• What you should do: Extract each line of the data below that contains the string "sheer".

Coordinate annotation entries

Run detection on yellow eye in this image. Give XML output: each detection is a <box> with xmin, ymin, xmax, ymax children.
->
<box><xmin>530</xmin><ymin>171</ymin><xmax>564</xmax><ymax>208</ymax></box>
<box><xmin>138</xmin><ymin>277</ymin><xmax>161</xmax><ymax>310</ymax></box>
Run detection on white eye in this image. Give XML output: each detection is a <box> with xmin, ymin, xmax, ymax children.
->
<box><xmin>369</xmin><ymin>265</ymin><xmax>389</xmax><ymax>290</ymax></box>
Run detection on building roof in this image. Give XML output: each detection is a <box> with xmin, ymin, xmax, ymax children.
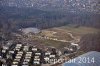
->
<box><xmin>62</xmin><ymin>51</ymin><xmax>100</xmax><ymax>66</ymax></box>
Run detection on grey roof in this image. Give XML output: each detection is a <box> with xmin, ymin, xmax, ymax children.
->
<box><xmin>62</xmin><ymin>51</ymin><xmax>100</xmax><ymax>66</ymax></box>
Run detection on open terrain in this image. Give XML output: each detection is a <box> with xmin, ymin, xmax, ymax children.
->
<box><xmin>28</xmin><ymin>26</ymin><xmax>99</xmax><ymax>48</ymax></box>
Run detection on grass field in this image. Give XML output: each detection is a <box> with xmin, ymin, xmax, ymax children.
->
<box><xmin>31</xmin><ymin>26</ymin><xmax>99</xmax><ymax>48</ymax></box>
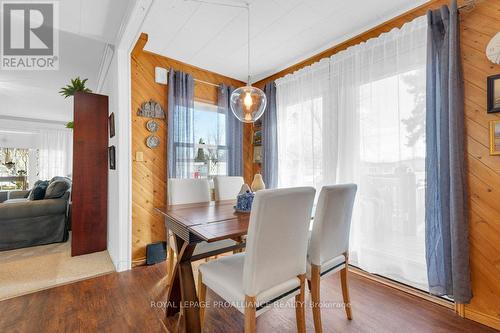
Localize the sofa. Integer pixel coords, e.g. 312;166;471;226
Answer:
0;177;71;251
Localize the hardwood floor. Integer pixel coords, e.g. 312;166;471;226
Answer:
0;264;497;333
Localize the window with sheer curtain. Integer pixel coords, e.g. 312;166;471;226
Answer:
174;102;228;178
276;17;428;290
38;129;73;180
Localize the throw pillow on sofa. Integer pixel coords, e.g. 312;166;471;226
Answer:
28;180;49;201
45;180;70;199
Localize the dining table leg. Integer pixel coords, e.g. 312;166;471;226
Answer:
166;236;201;333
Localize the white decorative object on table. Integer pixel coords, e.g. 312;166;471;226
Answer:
238;184;251;194
252;173;266;192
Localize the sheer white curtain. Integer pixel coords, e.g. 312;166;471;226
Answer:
38;129;73;180
276;59;337;188
277;17;427;289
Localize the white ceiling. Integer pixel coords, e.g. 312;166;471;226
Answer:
0;0;132;122
143;0;428;82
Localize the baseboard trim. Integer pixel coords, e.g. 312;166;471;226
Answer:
465;306;500;330
132;257;146;267
349;266;455;311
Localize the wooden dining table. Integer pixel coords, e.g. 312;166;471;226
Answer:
155;200;250;333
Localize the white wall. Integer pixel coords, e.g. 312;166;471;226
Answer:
98;0;153;271
100;52;126;270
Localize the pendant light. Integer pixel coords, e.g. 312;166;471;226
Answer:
230;3;267;123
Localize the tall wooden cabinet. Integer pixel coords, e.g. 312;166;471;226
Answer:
71;92;108;256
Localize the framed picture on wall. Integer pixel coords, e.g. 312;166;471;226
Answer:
490;120;500;155
487;74;500;113
108;146;116;170
109;112;115;138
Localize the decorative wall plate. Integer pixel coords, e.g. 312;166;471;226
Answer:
146;135;160;149
137;100;165;119
146;120;160;133
486;32;500;65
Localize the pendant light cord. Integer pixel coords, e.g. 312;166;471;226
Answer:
246;2;251;86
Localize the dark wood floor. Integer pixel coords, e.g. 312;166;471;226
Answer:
0;264;497;333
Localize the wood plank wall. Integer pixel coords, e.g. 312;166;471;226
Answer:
130;34;245;266
254;0;500;329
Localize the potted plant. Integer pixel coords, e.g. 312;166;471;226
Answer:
59;77;92;128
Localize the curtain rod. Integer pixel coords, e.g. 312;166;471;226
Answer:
167;68;221;87
193;79;220;87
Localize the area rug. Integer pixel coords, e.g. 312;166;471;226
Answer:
0;233;115;301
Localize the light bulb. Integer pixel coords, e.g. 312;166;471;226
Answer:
243;92;253;110
230;86;267;123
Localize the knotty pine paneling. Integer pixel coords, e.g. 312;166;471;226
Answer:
254;0;500;329
130;34;245;265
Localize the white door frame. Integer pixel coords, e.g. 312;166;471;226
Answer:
98;0;154;272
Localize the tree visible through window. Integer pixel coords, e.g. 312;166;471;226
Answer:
192;102;228;178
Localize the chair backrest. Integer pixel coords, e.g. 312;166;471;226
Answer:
243;187;316;296
308;184;358;265
214;176;244;201
167;178;210;205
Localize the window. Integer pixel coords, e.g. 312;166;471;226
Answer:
176;102;228;178
0;148;36;190
276;17;429;290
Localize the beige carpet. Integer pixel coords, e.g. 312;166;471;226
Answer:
0;233;115;301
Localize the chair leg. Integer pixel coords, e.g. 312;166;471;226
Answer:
198;271;207;330
167;246;175;278
340;253;352;320
245;296;257;333
310;265;323;333
295;274;306;333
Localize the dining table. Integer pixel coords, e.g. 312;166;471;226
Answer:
155;200;250;333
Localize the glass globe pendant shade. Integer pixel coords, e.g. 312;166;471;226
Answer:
230;86;267;123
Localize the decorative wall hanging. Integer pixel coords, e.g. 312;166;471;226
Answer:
486;32;500;65
490;120;500;156
108;146;116;170
146;135;160;149
109;112;115;138
146;120;159;133
487;74;500;113
137;99;165;119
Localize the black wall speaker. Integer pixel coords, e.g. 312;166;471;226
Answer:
146;242;167;265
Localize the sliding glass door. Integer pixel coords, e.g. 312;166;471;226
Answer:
276;17;428;290
350;68;428;290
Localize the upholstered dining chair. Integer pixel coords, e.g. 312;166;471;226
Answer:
307;184;357;333
214;176;244;201
167;178;236;276
199;187;316;333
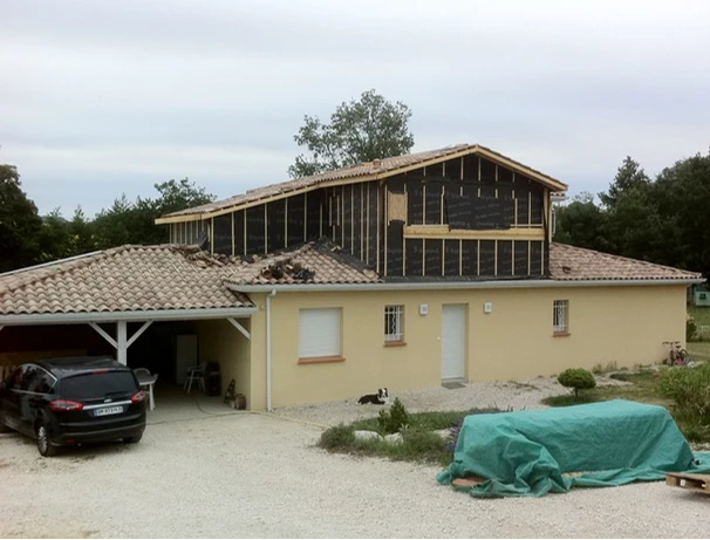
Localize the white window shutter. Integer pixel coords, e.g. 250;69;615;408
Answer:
298;308;341;358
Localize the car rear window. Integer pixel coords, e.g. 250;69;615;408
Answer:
61;371;138;400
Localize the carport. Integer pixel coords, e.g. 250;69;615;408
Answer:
0;245;256;404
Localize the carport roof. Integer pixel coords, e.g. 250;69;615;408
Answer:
0;245;254;322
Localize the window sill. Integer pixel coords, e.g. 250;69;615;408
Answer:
298;356;345;364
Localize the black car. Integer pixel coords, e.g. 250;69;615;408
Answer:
0;357;145;456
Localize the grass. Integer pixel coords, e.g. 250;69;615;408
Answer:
318;409;508;467
542;370;710;442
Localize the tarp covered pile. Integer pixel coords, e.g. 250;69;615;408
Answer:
437;400;710;497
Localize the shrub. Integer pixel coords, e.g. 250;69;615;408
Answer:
377;398;409;435
658;363;710;425
557;368;597;397
319;424;356;450
685;314;698;341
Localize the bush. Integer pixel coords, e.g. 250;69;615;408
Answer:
377;398;409;435
685;314;698;341
557;368;597;397
319;424;356;451
658;363;710;425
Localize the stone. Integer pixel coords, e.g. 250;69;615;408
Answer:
355;430;382;441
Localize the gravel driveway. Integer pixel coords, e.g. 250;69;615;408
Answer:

• Task answer:
Localize the window with sheer curtain. Integer pixel coords, e.g. 312;166;471;226
Localize the sheer white curtain. Integer pixel coords, e.g. 312;166;471;226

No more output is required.